Brief: When you answer, restate the entries below without altering anything.

=== Begin Enclosure ===

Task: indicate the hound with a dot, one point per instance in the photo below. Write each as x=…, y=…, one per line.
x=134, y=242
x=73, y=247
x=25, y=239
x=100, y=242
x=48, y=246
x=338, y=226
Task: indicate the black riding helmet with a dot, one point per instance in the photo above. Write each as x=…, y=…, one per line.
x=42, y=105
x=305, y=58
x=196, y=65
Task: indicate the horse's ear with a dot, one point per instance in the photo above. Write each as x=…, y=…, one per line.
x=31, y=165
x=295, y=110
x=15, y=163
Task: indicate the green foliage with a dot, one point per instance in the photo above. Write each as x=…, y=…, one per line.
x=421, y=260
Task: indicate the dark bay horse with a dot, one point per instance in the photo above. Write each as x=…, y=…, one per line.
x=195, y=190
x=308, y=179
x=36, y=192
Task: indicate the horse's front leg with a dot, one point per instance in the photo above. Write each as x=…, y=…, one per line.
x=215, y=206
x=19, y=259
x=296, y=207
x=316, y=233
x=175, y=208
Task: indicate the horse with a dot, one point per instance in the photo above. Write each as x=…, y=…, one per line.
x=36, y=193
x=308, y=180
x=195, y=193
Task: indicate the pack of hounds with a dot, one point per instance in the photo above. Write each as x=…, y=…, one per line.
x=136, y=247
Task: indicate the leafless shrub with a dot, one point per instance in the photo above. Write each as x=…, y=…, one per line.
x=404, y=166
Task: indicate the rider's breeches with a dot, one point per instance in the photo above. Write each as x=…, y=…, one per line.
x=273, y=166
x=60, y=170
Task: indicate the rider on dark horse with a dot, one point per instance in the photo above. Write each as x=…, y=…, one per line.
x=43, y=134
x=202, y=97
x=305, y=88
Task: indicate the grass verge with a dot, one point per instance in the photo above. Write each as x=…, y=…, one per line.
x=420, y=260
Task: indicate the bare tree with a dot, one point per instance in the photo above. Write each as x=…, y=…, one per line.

=== End Enclosure ===

Answer for the task:
Task: indicate the hound with a dot, one point per instance in the photo below. Write each as x=…, y=…, one per line.
x=134, y=242
x=73, y=247
x=25, y=239
x=100, y=242
x=48, y=246
x=338, y=226
Task: indicate the black riding helmet with a dot, one point per instance in the photo above. Write each as x=…, y=…, one per line.
x=42, y=105
x=305, y=58
x=196, y=65
Task: indicate the horse's ear with a dot, one point per instance in the photo above. Write each as x=…, y=…, one per line.
x=31, y=165
x=295, y=110
x=15, y=163
Task: indicate the green foliage with a dot, one point per instance in the photo above. Write each as x=…, y=…, one per line.
x=421, y=260
Task: indicate the dark bay horse with a dot, one point per instance in the photo above. Write each as x=…, y=…, one per line.
x=195, y=190
x=308, y=179
x=36, y=192
Task: indicate the horse's front leg with a dot, one point per instance in the photo above. Write each as x=…, y=…, one per line.
x=215, y=206
x=19, y=259
x=296, y=207
x=316, y=233
x=175, y=208
Task: indicate the horse with a dot, one point per instance in the photo above. Write each as x=…, y=…, one per line.
x=36, y=193
x=308, y=180
x=195, y=193
Task: indicate the pack of hounds with a dot, one point per instance in the photo above. Write each as x=…, y=…, one per line.
x=136, y=247
Task: indicate the leafless shrub with a dot, one point per instance in the photo above. Write each as x=…, y=…, one per line.
x=404, y=166
Task: indicate the rider's breeches with a dot, one point per instance in the photo above. Write each as x=…, y=…, one per line.
x=273, y=166
x=60, y=170
Task: indicate the rider on dark horse with a dot, one point per instance in the photo above. Write each as x=…, y=…, one per line.
x=43, y=134
x=202, y=97
x=305, y=88
Task: indicate the grass verge with a dot, one point per instance in the photo above. Write each as x=…, y=…, one per line.
x=420, y=260
Task: indicate the bare tree with a dot, one point per instance in the photo above. Write each as x=…, y=…, one per line.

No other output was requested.